• Data listing:

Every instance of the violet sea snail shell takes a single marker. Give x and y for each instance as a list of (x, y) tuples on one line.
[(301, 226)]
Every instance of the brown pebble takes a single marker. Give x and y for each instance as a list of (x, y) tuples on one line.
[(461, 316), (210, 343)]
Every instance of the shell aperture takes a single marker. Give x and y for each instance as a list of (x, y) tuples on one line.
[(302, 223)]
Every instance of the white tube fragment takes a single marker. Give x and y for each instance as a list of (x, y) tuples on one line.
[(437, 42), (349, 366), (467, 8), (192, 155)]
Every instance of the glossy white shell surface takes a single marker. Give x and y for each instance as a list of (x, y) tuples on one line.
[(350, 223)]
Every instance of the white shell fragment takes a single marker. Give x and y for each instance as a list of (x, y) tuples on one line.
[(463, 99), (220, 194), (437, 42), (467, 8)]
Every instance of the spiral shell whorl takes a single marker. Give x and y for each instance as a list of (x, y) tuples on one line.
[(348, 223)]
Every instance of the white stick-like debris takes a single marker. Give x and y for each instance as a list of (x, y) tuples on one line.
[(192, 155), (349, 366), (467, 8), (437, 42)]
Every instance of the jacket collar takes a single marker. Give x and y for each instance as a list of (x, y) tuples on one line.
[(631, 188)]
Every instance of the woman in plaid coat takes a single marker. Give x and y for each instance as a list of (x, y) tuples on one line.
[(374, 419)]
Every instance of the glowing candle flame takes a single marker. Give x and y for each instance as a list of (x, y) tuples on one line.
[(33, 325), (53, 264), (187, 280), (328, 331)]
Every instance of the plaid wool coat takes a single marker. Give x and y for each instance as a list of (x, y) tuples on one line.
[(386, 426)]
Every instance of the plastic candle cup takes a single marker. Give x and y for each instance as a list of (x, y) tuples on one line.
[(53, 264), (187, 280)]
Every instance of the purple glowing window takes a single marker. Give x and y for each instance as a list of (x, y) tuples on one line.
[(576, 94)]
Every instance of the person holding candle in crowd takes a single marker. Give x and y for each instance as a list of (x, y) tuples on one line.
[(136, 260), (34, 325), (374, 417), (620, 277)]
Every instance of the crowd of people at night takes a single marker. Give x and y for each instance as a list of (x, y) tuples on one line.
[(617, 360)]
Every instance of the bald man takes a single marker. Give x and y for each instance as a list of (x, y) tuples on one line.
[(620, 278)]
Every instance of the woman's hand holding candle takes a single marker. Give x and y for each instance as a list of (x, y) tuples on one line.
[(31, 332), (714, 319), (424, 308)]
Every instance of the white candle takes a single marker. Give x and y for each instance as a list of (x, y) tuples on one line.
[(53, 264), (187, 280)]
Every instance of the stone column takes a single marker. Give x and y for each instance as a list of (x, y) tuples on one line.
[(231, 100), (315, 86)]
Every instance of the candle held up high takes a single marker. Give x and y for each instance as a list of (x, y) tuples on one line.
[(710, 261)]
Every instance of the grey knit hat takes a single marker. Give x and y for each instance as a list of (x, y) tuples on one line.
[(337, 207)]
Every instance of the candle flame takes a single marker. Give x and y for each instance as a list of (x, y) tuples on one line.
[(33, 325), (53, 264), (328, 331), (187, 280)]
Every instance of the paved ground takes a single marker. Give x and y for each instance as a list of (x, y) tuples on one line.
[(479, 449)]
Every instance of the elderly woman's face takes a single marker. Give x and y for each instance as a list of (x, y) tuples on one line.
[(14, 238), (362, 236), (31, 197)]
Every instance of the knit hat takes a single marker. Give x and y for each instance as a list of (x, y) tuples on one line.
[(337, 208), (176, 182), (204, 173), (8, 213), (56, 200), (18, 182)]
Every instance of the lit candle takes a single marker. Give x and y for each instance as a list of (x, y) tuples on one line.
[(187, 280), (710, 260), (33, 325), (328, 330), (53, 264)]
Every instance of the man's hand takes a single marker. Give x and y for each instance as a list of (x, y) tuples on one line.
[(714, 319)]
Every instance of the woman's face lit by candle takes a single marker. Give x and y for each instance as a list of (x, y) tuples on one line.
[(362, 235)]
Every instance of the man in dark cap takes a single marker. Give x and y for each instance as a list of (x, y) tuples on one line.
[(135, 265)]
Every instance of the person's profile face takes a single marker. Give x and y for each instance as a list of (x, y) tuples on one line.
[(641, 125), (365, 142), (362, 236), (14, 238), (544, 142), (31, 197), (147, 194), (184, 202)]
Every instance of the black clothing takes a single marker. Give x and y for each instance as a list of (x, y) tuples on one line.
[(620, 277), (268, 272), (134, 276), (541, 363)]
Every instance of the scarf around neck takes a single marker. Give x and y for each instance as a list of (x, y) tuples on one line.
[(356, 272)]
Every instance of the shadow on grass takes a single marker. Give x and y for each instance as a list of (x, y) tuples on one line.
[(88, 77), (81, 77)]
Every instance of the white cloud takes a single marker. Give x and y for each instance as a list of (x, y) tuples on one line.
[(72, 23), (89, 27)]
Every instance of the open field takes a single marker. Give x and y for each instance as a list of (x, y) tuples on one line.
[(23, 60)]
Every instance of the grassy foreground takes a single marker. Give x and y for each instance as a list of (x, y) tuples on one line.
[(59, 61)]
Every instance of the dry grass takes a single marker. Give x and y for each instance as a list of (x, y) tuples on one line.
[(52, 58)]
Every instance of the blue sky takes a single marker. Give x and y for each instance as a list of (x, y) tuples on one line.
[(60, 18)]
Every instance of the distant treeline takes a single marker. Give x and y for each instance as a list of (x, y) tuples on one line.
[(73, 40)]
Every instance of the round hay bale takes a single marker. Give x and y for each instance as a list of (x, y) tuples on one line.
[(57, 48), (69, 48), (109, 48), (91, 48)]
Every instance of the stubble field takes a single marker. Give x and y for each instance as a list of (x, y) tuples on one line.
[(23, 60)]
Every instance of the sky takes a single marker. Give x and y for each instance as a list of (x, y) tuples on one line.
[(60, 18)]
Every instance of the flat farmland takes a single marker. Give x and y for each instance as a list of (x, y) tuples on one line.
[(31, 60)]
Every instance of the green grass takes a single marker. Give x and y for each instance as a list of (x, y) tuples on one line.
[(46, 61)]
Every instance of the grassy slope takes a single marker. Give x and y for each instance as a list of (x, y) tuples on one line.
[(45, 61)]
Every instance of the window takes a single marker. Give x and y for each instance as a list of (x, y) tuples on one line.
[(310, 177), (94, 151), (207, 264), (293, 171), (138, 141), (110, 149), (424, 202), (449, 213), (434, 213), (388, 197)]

• How to complete this task: Write out exactly each line of the entries, starting at the one containing "Every instance of the round" and finishing with the last line.

• Task solution:
Every instance of the round hay bale takes a single marker. Give x and y for each instance as a list of (x, y) tuples on one line.
[(57, 48), (69, 48), (109, 48), (91, 48)]
Every instance of the stubble field takes a single marker. Give x and y for each instance as a list of (x, y) tuples on one line.
[(23, 60)]
Every instance of the sky takes a single marker. Give x and y for each instance as a list of (x, y) tuples on one line.
[(60, 18)]
Every instance of the flat farmland takes a single marker. Give x and y for each instance as a list of (x, y) tuples on one line.
[(31, 60)]
Every instance of the green grass takes a single marker. Give x and y for each instance as a list of (x, y) tuples on one line.
[(46, 61)]
Every instance of the grassy slope takes a single marker. Give x and y for each instance as a list of (x, y) tuples on one line.
[(45, 61)]
Every instance of the window takes a single marker. Give x and y for each instance as a list of (x, y) tuples on one line.
[(310, 177), (94, 151), (207, 264), (293, 171), (138, 141), (110, 149), (424, 202), (449, 213), (434, 213), (388, 197)]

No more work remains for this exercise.